**INSTRUCTIONS FOR THE TASK:** Return all the lines below in which the string "house" appears.

**Entries taken from a collection:**
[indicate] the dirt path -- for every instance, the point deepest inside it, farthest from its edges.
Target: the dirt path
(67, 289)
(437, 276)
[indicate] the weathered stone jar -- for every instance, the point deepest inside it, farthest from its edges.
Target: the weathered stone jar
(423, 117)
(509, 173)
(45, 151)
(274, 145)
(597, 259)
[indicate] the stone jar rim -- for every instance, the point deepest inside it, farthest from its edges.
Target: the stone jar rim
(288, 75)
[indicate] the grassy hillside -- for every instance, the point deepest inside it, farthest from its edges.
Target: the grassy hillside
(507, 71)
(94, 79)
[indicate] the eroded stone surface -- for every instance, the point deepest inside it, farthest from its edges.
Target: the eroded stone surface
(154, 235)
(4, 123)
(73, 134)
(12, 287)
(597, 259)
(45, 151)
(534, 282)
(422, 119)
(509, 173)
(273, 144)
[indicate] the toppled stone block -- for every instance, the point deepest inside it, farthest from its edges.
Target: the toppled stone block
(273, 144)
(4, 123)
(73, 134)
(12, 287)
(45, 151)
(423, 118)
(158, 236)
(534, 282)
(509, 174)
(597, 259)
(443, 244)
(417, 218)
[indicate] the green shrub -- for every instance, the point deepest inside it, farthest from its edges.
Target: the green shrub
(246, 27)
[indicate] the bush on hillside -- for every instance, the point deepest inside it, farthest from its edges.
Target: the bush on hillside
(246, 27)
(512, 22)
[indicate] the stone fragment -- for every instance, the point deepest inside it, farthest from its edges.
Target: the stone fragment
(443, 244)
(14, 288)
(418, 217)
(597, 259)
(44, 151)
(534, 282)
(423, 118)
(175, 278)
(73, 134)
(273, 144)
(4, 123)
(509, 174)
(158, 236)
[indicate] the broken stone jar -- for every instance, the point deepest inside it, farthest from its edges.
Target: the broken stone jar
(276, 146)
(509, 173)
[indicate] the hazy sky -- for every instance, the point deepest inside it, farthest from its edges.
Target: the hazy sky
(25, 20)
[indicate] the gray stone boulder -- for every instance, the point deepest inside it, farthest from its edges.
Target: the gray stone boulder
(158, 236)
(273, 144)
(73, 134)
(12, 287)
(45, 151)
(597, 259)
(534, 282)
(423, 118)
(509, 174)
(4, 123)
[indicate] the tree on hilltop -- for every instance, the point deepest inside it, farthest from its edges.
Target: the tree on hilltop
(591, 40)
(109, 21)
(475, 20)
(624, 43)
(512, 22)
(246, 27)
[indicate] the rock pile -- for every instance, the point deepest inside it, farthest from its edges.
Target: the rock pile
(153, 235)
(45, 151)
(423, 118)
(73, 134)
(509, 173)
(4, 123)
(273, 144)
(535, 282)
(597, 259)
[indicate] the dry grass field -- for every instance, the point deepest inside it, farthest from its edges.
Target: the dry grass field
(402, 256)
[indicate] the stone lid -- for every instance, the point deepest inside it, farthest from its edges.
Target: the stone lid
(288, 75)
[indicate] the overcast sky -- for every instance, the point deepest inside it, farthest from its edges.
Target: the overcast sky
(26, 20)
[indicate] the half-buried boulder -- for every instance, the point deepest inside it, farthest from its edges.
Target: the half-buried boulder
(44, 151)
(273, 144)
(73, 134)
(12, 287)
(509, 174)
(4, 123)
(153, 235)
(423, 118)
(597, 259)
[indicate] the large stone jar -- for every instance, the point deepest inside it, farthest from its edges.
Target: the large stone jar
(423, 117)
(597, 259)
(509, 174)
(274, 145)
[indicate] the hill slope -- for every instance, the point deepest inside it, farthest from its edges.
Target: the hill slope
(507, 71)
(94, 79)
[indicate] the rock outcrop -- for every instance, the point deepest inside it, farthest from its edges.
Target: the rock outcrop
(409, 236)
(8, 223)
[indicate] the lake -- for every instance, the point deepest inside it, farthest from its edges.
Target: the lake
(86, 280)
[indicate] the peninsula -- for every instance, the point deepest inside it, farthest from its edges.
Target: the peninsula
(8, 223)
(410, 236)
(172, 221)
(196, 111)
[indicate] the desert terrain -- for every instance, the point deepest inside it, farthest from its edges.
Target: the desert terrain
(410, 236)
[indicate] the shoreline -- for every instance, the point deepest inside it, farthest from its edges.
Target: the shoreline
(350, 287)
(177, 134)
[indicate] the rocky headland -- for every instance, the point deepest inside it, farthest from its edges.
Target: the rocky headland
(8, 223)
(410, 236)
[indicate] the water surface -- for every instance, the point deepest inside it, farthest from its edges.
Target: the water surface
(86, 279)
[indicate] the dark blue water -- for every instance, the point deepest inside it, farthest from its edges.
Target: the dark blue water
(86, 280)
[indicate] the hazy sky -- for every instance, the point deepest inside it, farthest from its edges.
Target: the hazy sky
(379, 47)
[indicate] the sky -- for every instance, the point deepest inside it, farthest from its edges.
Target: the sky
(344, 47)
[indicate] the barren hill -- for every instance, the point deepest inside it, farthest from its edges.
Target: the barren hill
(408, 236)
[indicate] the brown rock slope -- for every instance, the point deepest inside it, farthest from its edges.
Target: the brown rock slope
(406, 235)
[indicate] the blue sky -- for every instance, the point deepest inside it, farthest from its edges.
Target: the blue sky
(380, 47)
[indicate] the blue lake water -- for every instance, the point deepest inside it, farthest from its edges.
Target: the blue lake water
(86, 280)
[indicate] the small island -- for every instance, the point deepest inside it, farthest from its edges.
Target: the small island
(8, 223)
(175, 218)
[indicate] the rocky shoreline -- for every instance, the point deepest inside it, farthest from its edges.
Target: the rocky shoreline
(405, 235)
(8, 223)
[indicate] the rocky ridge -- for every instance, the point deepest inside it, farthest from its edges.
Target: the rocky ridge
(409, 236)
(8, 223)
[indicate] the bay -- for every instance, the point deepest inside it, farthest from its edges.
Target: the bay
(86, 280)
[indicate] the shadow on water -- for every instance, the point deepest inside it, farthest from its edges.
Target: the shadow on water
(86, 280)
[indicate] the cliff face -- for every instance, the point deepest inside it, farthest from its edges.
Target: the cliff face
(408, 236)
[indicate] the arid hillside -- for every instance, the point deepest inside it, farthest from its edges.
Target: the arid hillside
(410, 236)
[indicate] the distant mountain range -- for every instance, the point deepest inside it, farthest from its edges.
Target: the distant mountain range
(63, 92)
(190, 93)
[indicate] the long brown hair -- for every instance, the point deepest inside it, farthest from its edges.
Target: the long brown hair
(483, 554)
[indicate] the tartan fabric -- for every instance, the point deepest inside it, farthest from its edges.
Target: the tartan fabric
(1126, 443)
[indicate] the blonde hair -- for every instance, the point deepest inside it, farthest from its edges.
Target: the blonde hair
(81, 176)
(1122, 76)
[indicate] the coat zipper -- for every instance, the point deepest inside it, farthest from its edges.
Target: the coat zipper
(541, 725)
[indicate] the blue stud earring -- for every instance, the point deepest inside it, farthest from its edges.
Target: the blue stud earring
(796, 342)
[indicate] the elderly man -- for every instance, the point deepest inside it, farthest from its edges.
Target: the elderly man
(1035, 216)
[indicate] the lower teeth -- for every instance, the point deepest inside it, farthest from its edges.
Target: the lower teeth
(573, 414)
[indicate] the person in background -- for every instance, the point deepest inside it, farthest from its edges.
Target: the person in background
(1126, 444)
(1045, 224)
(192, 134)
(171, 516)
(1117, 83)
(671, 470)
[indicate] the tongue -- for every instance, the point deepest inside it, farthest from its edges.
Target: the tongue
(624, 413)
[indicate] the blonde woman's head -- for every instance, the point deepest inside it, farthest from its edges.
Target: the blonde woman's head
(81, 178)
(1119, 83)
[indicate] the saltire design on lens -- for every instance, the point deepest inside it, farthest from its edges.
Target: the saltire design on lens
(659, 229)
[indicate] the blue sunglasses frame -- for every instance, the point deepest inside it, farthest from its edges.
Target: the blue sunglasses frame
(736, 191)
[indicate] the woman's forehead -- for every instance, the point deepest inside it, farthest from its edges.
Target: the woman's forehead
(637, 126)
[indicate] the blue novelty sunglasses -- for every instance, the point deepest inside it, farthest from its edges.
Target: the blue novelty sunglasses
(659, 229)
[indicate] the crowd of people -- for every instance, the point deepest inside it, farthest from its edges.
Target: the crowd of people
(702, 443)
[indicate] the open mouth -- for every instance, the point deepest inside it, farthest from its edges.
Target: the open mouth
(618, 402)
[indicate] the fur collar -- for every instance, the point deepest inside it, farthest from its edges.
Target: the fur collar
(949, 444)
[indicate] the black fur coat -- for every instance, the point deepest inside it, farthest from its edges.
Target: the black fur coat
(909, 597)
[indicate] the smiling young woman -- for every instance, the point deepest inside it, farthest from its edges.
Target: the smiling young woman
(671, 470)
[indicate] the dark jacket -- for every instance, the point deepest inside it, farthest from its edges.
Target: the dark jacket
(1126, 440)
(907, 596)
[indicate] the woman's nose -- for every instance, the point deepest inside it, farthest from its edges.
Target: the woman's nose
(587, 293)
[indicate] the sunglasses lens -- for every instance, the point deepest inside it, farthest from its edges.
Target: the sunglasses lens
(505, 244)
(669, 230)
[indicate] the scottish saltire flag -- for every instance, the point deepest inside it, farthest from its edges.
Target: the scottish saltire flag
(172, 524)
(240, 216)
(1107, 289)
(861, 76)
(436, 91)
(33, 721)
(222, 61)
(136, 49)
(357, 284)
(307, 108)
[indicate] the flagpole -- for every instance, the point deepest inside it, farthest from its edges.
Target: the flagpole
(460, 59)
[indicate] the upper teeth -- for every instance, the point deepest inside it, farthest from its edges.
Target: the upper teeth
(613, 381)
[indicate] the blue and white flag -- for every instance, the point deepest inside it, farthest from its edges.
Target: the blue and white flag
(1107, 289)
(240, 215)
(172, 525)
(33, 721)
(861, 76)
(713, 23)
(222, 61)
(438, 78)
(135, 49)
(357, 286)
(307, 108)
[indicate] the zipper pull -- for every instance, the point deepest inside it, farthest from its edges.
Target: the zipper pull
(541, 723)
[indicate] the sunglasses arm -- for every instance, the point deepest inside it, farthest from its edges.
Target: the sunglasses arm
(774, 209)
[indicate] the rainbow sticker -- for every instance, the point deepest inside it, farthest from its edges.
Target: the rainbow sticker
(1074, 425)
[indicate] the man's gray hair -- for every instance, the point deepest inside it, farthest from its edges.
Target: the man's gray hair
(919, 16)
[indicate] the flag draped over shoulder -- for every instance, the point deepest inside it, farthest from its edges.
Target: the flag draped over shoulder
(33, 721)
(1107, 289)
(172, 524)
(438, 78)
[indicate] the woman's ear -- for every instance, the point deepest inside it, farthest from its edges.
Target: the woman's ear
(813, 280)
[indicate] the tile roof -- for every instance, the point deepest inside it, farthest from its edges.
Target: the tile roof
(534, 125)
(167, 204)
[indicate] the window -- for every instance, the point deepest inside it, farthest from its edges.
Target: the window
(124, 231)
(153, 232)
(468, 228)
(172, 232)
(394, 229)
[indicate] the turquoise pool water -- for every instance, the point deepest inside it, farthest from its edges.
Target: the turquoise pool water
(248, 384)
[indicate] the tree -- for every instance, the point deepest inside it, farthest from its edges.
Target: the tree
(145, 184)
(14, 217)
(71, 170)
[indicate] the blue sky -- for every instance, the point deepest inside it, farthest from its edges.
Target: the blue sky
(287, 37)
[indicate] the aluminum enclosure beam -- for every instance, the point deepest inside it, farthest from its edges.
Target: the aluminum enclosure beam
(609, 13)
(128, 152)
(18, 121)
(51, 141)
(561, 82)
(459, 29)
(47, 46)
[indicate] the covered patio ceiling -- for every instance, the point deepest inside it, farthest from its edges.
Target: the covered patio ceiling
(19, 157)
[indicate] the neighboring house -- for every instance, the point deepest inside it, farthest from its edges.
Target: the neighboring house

**WRITTEN RESPONSE:**
[indicate] the neighboring house -- for every instance, the point deepest inside it, farthest from its edges.
Target: the neighboring house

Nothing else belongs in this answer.